Wenn Sie sich heute noch einmal entscheiden könnten: Was wären Sie lieber geworden: Künstlermanager oder Musiker? Oder vielleicht doch lieber Geheimagent? Und warum?

Geheimagent! Einer der ersten James Bond Filme war mit Ursula Andress, da war ich natürlich sofort verknallt…so, ich versuche, mich wieder auf die Frage zu konzentrieren… Manager oder Künstler? Ich glaub, Manager. Sich diesem Druck auszusetzen, allein dieser Schritt aufs Podium – Wahnsinn!

Till Dönch - Volksoper, ca. 1976, Franz von Suppé - Boccaccio

Sich diesem Druck auszusetzen, allein dieser Schritt aufs Podium – Wahnsinn!

Ich hab mit Begeisterung drei Jahre an der Volkssoper Komparserie gemacht. Und da gab es manchmal auch so kleine solistische Auftritte, die ohne Worte waren. Es war toll, das Adrenalin zu spüren, aber selbst da habe ich immer gedacht: ich brauch das nicht dauernd… Also doch lieber Geheimagent!

Welche privaten Pläne haben Sie für Ihre „neue Freiheit“?

Ach Gott! Das ist relativ einfach und auch völlig banal: Das eine ist das Abarbeiten von sich stapelnden Bücherbergen. Es gibt so viel, was ich zu lesen habe. Literatur ist immer eines meiner Steckenpferde gewesen.

…welches wäre das nächste Buch?

Das Buch heißt: „Wie man ein Auto baut“ von Adrian Newey. Das ist ein Formel 1-Rennwagen-Konstrukteur. Hätte die vorige Frage gelautet: „Was war ihr Traumberuf?“, dann hätte ich geantwortet: Auto-Rennfahrer!

Früher bin ich auch nach Brands Hatch, zum Nürburgring, zum Österreichring gefahren. Das war zu den Zeiten von Jochen Rindt und den Anfängen von Niki Lauda. Die Faszination hat mich nie ganz losgelassen. Ich bin zwar ein völliger technischer Trottel, aber es fasziniert mich, solche Dinge auch zu lesen, um eine Idee zu bekommen, was dahinter steckt.

Ich bin ein völliger technischer Trottel.

…wird also das Reisen zu den Formel 1-Rennen auch auf der Liste der privaten Pläne stehen?

Das ist eine gute Frage! Ich glaube nicht. Dazu kann ich Renate, meine Frau, nicht überreden. Und wenn ich das machen würde, dann würde ich so etwas auch gerne mit ihr teilen. Das Reisen ist aber auch ein Punkt auf der Liste. Es gibt noch ein paar Flecken auf der Landkarte, die ich gerne sehen möchte. Dazu gehören Japan und Argentinien. Dort war ich einmal, und es hat mich so begeistert, dass ich das unbedingt wieder machen möchte. Und dann möchte ich auch einen Ruderkurs auf der Alten Donau machen, weil ich diese Bewegung so klasse finde. Und ich möchte mir alle Lieder von Bob Dylan, Dolly Parton und Leonard Cohen anhören, mit den Texten vor der Nase. Aber dazu muss ich sehr, sehr alt werden, denn allein Bob Dylan hat über 600 Lieder geschrieben.

Erfasste Daten -
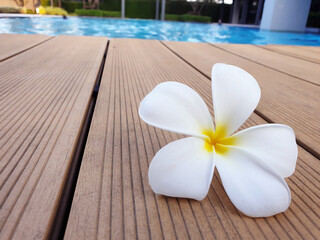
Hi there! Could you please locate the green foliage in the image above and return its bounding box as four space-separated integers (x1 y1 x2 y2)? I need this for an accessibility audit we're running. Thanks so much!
126 0 156 19
307 12 320 28
26 9 36 14
165 14 211 23
61 1 82 13
75 9 121 17
166 1 192 15
0 7 21 13
44 7 68 16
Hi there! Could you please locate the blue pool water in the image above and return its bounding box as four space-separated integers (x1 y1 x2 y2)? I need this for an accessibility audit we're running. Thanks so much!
0 17 320 46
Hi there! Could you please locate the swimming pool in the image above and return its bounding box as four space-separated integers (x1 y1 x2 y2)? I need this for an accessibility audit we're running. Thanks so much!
0 17 320 46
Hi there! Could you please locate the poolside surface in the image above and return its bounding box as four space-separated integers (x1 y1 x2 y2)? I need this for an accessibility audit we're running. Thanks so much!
0 34 320 239
0 14 320 46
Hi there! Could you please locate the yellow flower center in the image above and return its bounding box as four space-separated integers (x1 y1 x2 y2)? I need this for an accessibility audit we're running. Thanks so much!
202 127 236 154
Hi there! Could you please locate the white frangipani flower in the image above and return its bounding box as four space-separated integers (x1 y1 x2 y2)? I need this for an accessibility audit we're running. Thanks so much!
139 63 298 217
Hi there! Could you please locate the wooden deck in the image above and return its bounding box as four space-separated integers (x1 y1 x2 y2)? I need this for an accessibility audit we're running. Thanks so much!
0 34 320 239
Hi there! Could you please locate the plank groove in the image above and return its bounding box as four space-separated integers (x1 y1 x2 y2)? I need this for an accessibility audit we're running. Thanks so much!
0 35 107 239
65 39 320 239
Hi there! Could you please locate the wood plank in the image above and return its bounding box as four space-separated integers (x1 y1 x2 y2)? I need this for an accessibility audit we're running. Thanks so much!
65 39 320 239
0 36 107 239
164 42 320 156
259 45 320 63
0 34 53 62
215 44 320 85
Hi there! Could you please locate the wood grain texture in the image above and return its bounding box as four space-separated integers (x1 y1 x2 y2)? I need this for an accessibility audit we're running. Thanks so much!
211 44 320 85
65 39 320 239
0 34 52 62
0 36 107 239
164 42 320 156
259 45 320 63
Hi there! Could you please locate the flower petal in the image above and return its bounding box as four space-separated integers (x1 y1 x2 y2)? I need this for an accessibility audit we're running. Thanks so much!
148 137 214 201
215 147 291 217
139 82 213 137
233 124 298 178
211 63 261 136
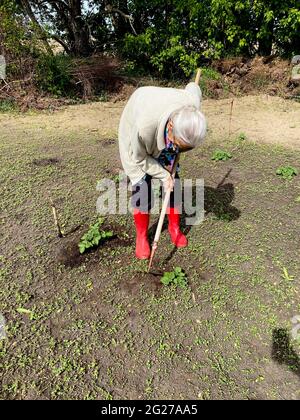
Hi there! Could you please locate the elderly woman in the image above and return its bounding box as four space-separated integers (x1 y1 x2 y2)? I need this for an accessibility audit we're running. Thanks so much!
119 83 206 259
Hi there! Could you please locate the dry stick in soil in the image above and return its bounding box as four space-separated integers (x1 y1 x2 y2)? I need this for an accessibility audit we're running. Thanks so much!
229 99 234 137
50 198 64 238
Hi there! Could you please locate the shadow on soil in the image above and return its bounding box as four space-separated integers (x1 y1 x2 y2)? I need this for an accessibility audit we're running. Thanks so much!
149 170 241 263
272 328 300 378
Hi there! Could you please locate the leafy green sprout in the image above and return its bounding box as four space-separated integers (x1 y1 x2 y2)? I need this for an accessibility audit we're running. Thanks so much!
237 133 247 142
211 149 232 161
276 166 298 180
78 218 113 254
161 267 188 288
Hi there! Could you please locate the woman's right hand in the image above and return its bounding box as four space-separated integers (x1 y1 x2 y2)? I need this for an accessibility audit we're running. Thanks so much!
164 175 175 192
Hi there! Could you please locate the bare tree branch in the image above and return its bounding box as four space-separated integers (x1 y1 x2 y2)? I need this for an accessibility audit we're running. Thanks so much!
105 4 137 35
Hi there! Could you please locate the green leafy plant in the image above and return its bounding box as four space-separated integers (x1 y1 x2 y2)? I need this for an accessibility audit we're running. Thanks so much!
78 218 113 254
237 133 247 142
161 267 187 288
212 149 232 161
276 166 298 180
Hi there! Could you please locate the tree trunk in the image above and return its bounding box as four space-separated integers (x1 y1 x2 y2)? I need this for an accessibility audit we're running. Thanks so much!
69 0 92 57
258 20 274 56
21 0 53 55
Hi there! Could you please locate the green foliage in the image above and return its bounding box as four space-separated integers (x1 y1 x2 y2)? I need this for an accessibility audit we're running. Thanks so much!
78 218 113 254
237 133 247 142
211 149 232 161
161 267 187 288
36 54 74 96
0 99 17 112
276 166 298 180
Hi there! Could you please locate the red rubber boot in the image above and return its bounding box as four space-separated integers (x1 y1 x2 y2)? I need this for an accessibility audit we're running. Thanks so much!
167 208 188 248
133 210 151 260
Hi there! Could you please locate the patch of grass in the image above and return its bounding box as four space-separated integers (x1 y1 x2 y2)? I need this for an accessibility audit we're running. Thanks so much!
78 218 113 254
161 267 187 288
0 99 18 112
211 149 232 162
276 166 298 180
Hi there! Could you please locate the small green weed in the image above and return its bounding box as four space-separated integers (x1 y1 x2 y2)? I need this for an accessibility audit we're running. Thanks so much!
161 267 187 288
276 166 298 180
78 218 113 254
211 149 232 161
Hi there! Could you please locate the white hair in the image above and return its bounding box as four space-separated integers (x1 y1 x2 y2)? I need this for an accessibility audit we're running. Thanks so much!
169 105 207 147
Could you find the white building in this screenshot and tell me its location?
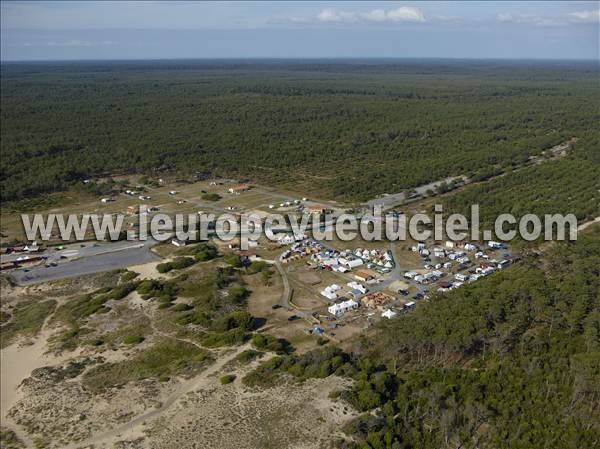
[346,281,367,295]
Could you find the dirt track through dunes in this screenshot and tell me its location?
[0,317,80,447]
[65,344,249,449]
[147,376,354,449]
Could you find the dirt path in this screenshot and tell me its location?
[65,337,250,449]
[577,217,600,232]
[0,316,76,447]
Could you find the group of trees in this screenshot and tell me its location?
[243,227,600,449]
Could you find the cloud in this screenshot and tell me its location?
[317,6,426,23]
[46,39,92,47]
[44,39,116,47]
[569,9,600,23]
[387,6,425,22]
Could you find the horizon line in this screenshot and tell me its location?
[0,56,600,64]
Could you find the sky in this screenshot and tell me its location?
[0,0,600,61]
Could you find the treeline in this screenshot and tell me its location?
[440,133,600,238]
[244,227,600,449]
[0,61,600,201]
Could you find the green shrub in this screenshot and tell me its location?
[220,374,236,385]
[223,253,242,268]
[171,303,193,312]
[202,193,222,201]
[123,335,144,345]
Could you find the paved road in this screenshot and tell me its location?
[365,176,465,209]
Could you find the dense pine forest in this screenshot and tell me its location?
[244,226,600,449]
[0,60,600,202]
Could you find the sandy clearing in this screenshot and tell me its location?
[0,318,77,447]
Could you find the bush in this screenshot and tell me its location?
[201,329,246,348]
[156,257,196,273]
[252,334,289,353]
[246,260,269,274]
[202,193,222,201]
[123,335,144,345]
[223,253,242,268]
[234,349,264,364]
[211,312,253,332]
[175,243,219,262]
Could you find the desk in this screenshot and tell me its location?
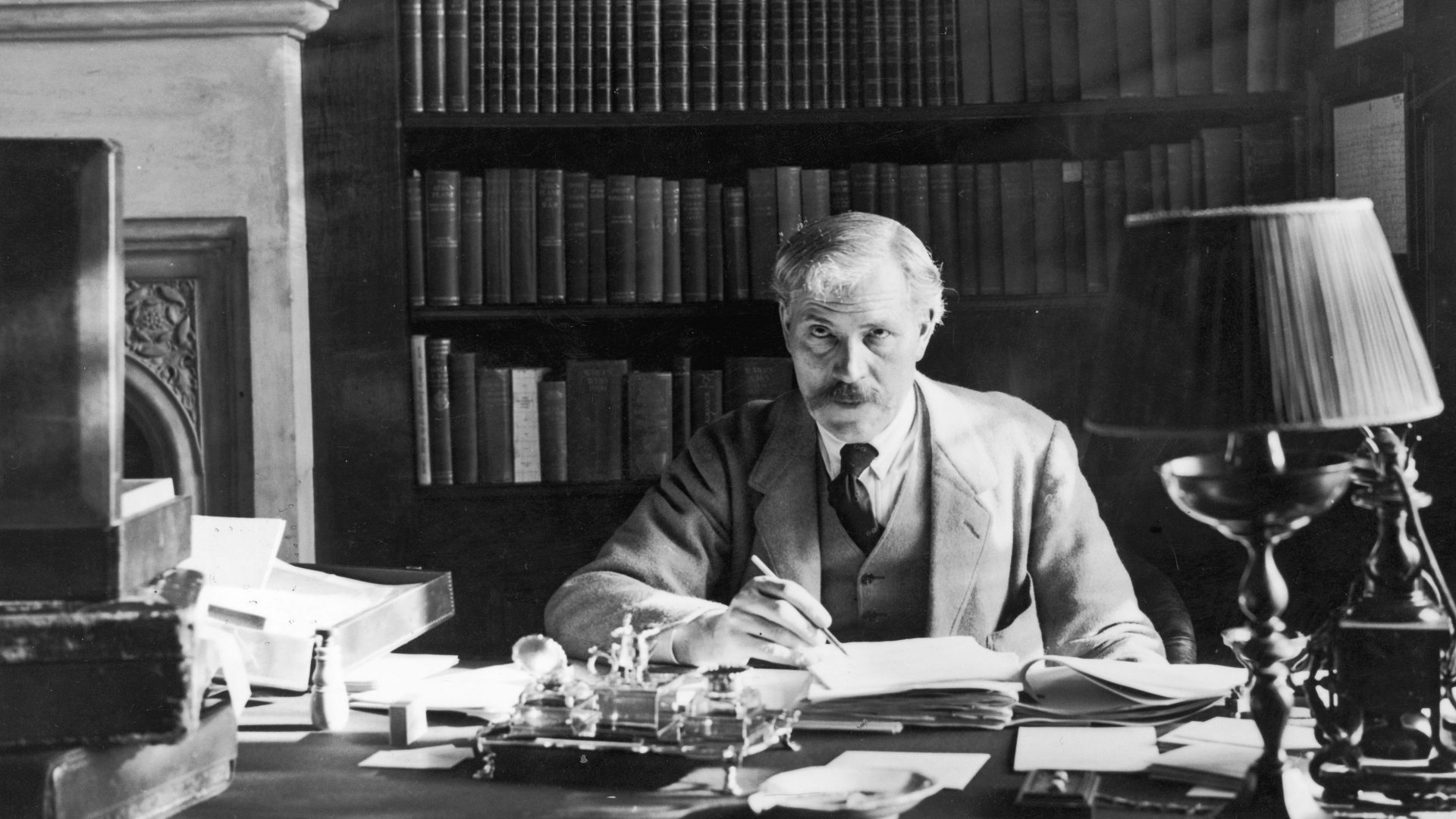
[180,697,1205,819]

Arbeitsauftrag 1 - Kopieren Sie bitte aus dem Interview den Abschnitt von „Das Buch heißt: „Wie“ bis „völliger technischer Trottel.“ wortgetreu.
Arbeitsauftrag 2 - Welche Rennstrecken werden im Interview als frühere Reiseziele genannt? Führen Sie alle auf.
Arbeitsauftrag 3 - Fassen Sie den Absatz des Interviews, der mit „Das ist eine gute Frage!“ beginnt, als kurze Stichpunktliste zusammen.

Schriftliche Lösung 1 -
Das Buch heißt: „Wie man ein Auto baut“ von Adrian Newey. Das ist ein Formel 1-Rennwagen-Konstrukteur. Hätte die vorige Frage gelautet: „Was war ihr Traumberuf?“, dann hätte ich geantwortet: Auto-Rennfahrer!

Früher bin ich auch nach Brands Hatch, zum Nürburgring, zum Österreichring gefahren. Das war zu den Zeiten von Jochen Rindt und den Anfängen von Niki Lauda. Die Faszination hat mich nie ganz losgelassen. Ich bin zwar ein völliger technischer Trottel, aber es fasziniert mich, solche Dinge auch zu lesen, um eine Idee zu bekommen, was dahinter steckt.

Ich bin ein völliger technischer Trottel.

Schriftliche Lösung 2 -
Brands Hatch
Nürburgring
Österreichring

Schriftliche Lösung 3 -
- Reisen zu Formel-1-Rennen sind eher nicht geplant. Die Frau Renate lässt sich dazu nicht überreden, und so etwas würde man gern mit ihr teilen.
- Reisen steht trotzdem auf der Liste, vor allem nach Japan und Argentinien. Ein früherer Besuch dort hat so begeistert, dass er unbedingt wiederholt werden soll.
- Geplant ist ein Ruderkurs auf der Alten Donau, weil die Bewegung gefällt.
- Alle Lieder von Bob Dylan, Dolly Parton und Leonard Cohen sollen mit den Texten vor Augen angehört werden. Dafür müsste man sehr alt werden, denn allein Bob Dylan hat über 600 Lieder geschrieben.